** Begin **

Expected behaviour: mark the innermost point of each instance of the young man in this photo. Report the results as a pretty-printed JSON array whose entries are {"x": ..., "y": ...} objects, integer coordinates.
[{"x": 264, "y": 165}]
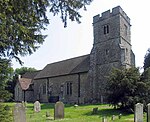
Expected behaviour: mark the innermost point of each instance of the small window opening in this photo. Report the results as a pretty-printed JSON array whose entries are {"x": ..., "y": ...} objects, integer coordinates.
[{"x": 106, "y": 29}]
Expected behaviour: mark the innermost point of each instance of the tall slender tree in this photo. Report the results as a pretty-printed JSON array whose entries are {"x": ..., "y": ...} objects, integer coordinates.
[{"x": 147, "y": 59}]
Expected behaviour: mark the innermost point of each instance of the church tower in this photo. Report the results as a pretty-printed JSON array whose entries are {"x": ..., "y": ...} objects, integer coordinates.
[{"x": 111, "y": 48}]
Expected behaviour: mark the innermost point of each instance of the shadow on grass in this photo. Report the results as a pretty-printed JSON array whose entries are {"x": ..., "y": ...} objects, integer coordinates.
[{"x": 107, "y": 112}]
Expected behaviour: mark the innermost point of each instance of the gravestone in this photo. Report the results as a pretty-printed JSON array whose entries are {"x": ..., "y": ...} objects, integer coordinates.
[
  {"x": 138, "y": 112},
  {"x": 19, "y": 113},
  {"x": 37, "y": 106},
  {"x": 148, "y": 112},
  {"x": 113, "y": 117},
  {"x": 120, "y": 115},
  {"x": 59, "y": 110}
]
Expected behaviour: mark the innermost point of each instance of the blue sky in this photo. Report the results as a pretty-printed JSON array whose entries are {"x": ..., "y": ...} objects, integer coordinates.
[{"x": 77, "y": 39}]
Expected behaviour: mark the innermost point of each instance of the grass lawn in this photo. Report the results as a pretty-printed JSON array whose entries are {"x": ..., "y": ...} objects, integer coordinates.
[{"x": 81, "y": 113}]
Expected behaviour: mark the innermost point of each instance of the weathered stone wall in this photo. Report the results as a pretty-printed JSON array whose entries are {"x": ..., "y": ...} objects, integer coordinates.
[
  {"x": 112, "y": 48},
  {"x": 18, "y": 93},
  {"x": 57, "y": 86}
]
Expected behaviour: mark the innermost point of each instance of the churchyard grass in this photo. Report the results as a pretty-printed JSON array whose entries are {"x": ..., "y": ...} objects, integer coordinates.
[{"x": 81, "y": 113}]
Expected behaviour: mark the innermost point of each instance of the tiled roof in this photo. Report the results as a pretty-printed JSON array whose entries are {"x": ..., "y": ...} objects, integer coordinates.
[
  {"x": 30, "y": 75},
  {"x": 26, "y": 79},
  {"x": 66, "y": 67},
  {"x": 25, "y": 83}
]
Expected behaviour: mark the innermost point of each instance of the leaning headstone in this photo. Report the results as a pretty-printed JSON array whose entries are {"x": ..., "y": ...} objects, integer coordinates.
[
  {"x": 95, "y": 110},
  {"x": 148, "y": 112},
  {"x": 47, "y": 114},
  {"x": 37, "y": 106},
  {"x": 59, "y": 110},
  {"x": 19, "y": 113},
  {"x": 120, "y": 115},
  {"x": 138, "y": 112}
]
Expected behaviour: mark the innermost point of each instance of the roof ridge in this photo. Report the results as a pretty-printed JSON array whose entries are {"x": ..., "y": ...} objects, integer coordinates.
[{"x": 68, "y": 59}]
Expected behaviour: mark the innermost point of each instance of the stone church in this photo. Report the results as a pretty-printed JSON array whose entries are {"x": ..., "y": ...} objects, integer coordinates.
[{"x": 83, "y": 79}]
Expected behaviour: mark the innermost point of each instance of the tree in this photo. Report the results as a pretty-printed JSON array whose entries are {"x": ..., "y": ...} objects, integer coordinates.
[
  {"x": 125, "y": 88},
  {"x": 21, "y": 23},
  {"x": 12, "y": 83},
  {"x": 6, "y": 73},
  {"x": 147, "y": 59}
]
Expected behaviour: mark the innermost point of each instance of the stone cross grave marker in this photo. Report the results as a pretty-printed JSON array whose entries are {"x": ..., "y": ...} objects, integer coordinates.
[
  {"x": 37, "y": 106},
  {"x": 138, "y": 113},
  {"x": 59, "y": 110},
  {"x": 148, "y": 112},
  {"x": 19, "y": 113}
]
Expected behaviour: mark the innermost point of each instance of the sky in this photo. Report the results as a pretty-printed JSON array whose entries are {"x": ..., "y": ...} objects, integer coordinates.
[{"x": 77, "y": 39}]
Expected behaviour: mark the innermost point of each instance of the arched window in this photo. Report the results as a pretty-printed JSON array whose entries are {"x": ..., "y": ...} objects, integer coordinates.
[{"x": 106, "y": 29}]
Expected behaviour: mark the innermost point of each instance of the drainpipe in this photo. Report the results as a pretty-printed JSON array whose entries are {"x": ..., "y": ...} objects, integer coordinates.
[
  {"x": 78, "y": 87},
  {"x": 24, "y": 98}
]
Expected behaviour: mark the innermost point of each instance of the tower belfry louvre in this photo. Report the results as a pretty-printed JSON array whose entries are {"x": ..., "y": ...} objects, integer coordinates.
[{"x": 83, "y": 79}]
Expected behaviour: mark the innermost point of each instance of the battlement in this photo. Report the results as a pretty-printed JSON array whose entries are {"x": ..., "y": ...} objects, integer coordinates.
[{"x": 108, "y": 14}]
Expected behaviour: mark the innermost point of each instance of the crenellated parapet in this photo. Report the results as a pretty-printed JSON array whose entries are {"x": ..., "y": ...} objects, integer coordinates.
[{"x": 107, "y": 14}]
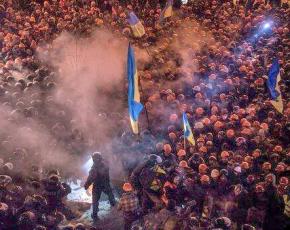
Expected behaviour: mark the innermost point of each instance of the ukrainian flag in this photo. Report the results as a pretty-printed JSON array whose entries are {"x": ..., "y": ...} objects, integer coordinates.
[
  {"x": 273, "y": 86},
  {"x": 136, "y": 26},
  {"x": 167, "y": 11},
  {"x": 135, "y": 107},
  {"x": 187, "y": 130}
]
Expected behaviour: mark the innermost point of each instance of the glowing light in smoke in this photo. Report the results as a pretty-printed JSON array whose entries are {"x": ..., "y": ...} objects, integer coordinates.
[
  {"x": 266, "y": 26},
  {"x": 87, "y": 166}
]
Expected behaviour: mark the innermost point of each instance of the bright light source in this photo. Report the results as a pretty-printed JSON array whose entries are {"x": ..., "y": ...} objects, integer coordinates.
[
  {"x": 87, "y": 166},
  {"x": 267, "y": 25}
]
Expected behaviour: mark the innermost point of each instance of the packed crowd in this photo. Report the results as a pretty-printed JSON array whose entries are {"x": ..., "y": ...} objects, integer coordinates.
[{"x": 237, "y": 174}]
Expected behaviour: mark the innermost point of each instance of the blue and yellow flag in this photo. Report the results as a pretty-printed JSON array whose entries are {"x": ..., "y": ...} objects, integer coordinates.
[
  {"x": 136, "y": 26},
  {"x": 187, "y": 130},
  {"x": 135, "y": 107},
  {"x": 273, "y": 86},
  {"x": 167, "y": 11}
]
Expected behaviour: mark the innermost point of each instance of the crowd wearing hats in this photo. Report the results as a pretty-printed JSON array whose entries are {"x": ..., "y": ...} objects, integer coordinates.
[{"x": 236, "y": 176}]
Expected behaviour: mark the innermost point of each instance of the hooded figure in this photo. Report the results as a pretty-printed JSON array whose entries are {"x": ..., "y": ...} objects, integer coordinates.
[{"x": 100, "y": 179}]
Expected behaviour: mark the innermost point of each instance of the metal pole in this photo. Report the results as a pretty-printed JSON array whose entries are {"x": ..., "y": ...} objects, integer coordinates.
[{"x": 146, "y": 112}]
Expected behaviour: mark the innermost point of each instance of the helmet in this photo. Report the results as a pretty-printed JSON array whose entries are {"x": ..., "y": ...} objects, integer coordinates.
[
  {"x": 183, "y": 164},
  {"x": 97, "y": 156},
  {"x": 215, "y": 173},
  {"x": 204, "y": 179},
  {"x": 127, "y": 187},
  {"x": 267, "y": 166}
]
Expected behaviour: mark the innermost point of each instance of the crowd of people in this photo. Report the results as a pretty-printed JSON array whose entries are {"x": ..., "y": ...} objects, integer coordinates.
[{"x": 237, "y": 174}]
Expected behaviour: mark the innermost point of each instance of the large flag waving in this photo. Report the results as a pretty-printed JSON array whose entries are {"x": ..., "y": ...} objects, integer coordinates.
[
  {"x": 187, "y": 130},
  {"x": 273, "y": 86},
  {"x": 167, "y": 11},
  {"x": 135, "y": 107},
  {"x": 136, "y": 26}
]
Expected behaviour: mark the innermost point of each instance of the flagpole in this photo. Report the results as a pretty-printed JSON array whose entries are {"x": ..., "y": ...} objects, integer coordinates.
[{"x": 184, "y": 143}]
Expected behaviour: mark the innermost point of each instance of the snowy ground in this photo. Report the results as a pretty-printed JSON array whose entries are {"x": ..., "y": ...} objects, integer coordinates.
[{"x": 81, "y": 200}]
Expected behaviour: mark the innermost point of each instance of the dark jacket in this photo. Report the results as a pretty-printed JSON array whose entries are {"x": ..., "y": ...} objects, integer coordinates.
[{"x": 99, "y": 176}]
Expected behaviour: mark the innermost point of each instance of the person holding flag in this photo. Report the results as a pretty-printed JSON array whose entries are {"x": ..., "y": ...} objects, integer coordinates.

** End **

* _Task details_
Everything from the line that contains "of the snowy" through the end of the records must be duplicated exactly, and nothing outside that range.

* _Finished answer_
Expected behaviour: mark the innermost point of each instance of the snowy ground in this photo. Report the results as a pretty-printed JSON array whose entries are {"x": ..., "y": ...} objects, integer coordinates.
[{"x": 81, "y": 200}]
Expected behaviour: mark the innermost point of each instance of the dark jacket in this photo. Report the results as a pretty-printed JSON array whose entries are {"x": ..., "y": ...} objects, integer coordinates.
[{"x": 99, "y": 176}]
Expected behaviour: mark the innermost point of each instance of the person holding flag in this photo. Report the results as a pretty-printed JSON array whose entries are {"x": ..., "y": ...} objects, integer coordinates.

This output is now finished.